[Point-per-instance localization data]
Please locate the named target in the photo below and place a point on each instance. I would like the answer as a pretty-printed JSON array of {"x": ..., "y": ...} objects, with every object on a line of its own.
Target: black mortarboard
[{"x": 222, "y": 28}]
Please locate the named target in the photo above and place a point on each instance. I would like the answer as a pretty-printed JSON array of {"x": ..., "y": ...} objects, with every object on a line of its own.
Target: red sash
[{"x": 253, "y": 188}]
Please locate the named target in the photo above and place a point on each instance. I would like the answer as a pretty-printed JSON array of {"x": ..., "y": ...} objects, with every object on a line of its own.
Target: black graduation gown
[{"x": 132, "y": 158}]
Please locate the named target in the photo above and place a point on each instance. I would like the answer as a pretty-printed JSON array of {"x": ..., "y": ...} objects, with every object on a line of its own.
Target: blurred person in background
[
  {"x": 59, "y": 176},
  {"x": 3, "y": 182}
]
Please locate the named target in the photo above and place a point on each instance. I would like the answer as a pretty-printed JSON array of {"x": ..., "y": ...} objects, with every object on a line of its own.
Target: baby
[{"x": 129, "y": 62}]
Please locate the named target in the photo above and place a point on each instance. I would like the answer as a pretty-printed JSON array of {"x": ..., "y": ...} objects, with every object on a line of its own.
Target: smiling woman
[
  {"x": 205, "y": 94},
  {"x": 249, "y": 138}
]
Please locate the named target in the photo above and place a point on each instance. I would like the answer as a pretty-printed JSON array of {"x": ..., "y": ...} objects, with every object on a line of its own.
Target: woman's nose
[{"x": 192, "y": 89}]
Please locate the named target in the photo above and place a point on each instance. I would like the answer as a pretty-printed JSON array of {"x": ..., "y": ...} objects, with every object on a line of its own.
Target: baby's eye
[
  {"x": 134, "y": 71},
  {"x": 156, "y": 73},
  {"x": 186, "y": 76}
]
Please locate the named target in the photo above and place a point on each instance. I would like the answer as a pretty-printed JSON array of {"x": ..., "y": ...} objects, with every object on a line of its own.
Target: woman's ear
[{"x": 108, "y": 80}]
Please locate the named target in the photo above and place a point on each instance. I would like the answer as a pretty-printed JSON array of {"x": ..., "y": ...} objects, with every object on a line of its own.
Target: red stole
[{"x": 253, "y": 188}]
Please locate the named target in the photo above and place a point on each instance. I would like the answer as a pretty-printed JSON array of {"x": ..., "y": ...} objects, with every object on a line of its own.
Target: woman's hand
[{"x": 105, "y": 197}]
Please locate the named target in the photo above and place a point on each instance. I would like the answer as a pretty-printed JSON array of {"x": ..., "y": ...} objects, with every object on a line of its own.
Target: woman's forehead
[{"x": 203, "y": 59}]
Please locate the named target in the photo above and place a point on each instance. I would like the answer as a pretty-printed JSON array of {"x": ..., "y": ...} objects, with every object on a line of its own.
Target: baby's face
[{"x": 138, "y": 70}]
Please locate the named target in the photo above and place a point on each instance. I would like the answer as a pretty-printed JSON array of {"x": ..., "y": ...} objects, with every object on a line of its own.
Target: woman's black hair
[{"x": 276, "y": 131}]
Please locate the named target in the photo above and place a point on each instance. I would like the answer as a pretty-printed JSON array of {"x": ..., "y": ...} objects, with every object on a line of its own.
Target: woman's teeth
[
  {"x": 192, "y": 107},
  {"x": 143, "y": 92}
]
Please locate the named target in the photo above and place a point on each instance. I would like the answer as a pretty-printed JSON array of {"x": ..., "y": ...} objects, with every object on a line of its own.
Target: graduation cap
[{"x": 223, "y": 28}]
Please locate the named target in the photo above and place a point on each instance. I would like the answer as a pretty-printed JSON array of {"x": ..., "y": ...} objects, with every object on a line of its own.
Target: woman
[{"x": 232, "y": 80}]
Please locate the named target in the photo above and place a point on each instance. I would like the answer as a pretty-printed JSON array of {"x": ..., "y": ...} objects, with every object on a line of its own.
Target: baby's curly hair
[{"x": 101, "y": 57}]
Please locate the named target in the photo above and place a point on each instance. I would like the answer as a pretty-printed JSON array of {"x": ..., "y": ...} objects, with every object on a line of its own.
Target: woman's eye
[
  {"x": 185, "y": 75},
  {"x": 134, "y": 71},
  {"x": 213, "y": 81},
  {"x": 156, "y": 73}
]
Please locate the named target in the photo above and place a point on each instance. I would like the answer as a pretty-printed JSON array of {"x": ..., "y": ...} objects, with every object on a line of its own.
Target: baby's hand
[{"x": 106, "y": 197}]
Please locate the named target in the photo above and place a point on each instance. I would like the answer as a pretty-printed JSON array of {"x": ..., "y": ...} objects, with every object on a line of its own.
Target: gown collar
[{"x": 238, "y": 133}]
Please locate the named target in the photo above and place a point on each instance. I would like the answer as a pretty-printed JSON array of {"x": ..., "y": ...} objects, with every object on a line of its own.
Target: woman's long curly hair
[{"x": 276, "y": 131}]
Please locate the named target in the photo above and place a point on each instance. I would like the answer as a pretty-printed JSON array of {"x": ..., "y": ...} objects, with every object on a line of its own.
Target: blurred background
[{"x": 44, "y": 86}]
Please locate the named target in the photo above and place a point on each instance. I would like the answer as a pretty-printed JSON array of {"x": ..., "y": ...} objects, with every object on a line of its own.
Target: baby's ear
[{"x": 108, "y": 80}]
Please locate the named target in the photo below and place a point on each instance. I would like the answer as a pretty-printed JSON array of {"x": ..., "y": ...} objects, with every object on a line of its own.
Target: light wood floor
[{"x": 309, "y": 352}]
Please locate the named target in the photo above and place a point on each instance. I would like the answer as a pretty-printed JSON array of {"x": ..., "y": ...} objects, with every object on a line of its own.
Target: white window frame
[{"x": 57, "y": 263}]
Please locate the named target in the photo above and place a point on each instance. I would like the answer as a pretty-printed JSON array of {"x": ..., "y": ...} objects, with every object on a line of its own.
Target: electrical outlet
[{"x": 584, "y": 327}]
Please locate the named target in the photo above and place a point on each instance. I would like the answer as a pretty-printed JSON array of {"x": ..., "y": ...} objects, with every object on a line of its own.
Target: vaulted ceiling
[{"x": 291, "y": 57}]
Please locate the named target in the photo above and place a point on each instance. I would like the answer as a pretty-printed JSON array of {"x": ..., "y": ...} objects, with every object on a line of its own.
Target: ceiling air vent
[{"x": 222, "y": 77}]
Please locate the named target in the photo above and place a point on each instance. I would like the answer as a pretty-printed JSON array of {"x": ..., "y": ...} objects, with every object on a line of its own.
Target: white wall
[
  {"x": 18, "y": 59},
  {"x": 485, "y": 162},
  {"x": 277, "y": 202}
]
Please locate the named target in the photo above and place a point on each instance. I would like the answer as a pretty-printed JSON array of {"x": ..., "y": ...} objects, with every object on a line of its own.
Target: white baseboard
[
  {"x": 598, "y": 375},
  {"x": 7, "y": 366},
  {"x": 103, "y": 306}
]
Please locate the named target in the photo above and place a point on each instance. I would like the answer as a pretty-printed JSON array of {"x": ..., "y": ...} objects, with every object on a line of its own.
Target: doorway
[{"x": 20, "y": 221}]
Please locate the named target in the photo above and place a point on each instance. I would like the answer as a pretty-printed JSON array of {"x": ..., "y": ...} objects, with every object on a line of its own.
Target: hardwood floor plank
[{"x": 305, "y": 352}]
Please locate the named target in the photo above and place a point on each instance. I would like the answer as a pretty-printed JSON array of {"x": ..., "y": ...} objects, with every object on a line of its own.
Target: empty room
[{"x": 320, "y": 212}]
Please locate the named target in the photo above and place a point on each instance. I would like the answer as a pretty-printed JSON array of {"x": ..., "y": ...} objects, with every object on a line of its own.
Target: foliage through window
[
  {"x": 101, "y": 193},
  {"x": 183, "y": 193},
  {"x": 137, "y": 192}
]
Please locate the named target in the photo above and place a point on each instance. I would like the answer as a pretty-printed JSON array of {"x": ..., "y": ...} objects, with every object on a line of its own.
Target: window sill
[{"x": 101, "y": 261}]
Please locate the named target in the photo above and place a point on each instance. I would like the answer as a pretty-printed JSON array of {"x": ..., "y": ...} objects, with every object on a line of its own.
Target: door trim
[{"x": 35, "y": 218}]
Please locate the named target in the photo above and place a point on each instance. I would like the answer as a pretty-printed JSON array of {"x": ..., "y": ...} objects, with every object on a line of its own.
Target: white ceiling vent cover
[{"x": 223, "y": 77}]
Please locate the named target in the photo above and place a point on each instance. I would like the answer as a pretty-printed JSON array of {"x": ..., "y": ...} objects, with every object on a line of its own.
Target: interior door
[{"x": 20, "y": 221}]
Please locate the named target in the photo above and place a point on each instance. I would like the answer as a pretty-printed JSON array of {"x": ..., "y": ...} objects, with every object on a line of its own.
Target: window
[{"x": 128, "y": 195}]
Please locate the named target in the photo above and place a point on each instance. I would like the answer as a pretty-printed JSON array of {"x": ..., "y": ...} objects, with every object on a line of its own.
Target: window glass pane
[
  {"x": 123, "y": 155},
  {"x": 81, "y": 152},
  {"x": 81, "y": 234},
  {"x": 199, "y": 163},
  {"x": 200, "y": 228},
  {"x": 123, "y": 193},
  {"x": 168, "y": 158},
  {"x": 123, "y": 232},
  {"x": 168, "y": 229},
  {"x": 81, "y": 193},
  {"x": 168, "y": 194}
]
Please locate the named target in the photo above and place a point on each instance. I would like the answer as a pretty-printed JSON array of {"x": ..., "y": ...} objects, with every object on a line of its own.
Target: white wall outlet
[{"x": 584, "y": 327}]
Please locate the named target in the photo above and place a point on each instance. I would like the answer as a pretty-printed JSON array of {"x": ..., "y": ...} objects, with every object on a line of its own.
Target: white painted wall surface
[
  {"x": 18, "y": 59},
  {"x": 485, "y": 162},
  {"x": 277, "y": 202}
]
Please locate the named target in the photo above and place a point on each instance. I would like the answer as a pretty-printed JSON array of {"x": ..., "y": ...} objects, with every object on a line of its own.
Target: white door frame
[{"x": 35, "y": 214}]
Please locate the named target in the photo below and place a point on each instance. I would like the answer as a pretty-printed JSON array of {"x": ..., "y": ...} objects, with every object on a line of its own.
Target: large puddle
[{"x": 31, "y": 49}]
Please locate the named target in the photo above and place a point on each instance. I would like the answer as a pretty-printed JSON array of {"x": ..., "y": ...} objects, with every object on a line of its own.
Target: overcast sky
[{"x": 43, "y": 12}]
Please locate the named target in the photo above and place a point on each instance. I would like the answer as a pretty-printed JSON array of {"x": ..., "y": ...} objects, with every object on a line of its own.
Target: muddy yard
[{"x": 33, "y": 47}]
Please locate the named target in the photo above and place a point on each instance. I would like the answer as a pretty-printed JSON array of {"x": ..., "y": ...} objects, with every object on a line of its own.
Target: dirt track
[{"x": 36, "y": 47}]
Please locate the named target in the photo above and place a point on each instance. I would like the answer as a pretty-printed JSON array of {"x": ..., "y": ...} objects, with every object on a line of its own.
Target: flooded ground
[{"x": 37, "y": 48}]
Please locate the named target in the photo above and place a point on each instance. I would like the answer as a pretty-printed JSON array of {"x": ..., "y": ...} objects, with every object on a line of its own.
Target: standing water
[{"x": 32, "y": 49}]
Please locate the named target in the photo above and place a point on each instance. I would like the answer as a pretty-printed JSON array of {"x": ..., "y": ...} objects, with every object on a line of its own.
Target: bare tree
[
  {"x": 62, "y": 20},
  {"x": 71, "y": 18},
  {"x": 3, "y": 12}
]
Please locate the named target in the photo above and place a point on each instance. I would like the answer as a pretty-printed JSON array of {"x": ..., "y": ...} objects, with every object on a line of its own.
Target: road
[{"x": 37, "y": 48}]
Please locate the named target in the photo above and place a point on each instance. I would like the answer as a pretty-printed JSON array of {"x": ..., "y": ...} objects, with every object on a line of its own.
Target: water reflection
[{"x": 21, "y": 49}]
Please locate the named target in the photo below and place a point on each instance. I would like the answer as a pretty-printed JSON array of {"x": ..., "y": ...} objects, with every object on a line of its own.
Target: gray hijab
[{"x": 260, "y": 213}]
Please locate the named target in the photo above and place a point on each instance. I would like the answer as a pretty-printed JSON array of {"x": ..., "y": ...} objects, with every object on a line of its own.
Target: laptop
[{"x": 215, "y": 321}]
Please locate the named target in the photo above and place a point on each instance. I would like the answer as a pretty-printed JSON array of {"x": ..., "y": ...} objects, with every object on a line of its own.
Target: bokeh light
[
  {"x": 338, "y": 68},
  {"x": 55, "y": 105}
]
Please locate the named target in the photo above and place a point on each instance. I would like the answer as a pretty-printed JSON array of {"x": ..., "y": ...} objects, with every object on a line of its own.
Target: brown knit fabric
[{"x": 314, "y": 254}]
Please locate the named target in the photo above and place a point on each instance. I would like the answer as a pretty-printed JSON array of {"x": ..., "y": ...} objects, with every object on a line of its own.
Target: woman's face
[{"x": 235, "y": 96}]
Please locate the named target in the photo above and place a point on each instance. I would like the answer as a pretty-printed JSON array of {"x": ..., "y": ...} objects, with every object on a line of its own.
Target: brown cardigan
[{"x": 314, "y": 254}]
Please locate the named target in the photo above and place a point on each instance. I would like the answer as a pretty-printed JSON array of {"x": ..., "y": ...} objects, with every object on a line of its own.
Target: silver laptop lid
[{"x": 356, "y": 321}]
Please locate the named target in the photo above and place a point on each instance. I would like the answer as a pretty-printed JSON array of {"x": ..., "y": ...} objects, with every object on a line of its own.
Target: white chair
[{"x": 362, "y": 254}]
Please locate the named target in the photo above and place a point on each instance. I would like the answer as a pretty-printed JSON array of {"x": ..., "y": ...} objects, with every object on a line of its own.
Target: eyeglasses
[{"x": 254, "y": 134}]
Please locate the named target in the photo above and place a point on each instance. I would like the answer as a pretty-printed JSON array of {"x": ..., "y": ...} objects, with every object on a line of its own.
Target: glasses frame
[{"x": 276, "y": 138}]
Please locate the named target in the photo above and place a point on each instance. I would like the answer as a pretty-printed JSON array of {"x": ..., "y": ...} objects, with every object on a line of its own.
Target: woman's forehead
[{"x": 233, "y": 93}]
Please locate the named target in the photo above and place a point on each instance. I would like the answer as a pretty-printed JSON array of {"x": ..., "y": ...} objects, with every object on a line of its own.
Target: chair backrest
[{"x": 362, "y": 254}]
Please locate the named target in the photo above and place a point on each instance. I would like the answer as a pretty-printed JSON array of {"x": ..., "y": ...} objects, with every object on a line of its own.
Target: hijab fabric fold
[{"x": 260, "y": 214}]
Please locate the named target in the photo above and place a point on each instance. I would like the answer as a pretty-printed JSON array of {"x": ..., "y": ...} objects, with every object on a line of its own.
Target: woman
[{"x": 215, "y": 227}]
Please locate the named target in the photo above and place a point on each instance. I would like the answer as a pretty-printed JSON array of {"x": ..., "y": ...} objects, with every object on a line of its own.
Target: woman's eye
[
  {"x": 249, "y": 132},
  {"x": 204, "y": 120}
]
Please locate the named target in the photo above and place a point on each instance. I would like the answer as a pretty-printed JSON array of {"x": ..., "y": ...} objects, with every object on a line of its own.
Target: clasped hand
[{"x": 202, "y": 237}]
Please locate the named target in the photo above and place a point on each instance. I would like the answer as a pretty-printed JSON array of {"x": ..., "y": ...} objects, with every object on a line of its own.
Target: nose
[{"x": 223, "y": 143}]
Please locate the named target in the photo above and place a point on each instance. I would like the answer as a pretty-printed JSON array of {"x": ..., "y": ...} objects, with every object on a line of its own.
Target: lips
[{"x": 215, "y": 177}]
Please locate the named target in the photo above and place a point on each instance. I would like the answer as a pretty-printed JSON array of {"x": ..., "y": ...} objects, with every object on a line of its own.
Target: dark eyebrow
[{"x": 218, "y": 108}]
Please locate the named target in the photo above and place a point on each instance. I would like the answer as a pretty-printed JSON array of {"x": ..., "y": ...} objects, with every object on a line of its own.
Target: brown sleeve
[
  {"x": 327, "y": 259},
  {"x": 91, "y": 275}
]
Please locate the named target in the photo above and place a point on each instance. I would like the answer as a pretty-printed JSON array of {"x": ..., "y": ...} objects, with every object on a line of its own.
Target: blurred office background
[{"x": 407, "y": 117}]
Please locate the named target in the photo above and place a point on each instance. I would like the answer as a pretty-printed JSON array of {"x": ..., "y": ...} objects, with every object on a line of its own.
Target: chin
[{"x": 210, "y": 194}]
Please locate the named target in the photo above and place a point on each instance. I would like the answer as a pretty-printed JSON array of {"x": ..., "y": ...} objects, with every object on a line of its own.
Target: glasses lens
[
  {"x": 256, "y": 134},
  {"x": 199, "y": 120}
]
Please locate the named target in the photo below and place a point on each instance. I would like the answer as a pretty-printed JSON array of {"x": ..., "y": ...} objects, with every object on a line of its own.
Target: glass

Task statement:
Starting with the line that contains "Target: chin", restate every line up to and including the last one above, exactly.

Result:
Target: chin
[{"x": 210, "y": 194}]
Please locate the named target in the photo above and place a point on each instance. I would like the answer as a pretty-printed JSON array of {"x": ..., "y": ...} objects, with every object on a line of its own.
Target: glasses lens
[
  {"x": 256, "y": 134},
  {"x": 199, "y": 120}
]
Please locate the named target in the photo below and place a point on each instance. I would like the answer as a pretty-printed JSON array of {"x": ..., "y": ...} objects, with every object on a line of its own.
Target: glass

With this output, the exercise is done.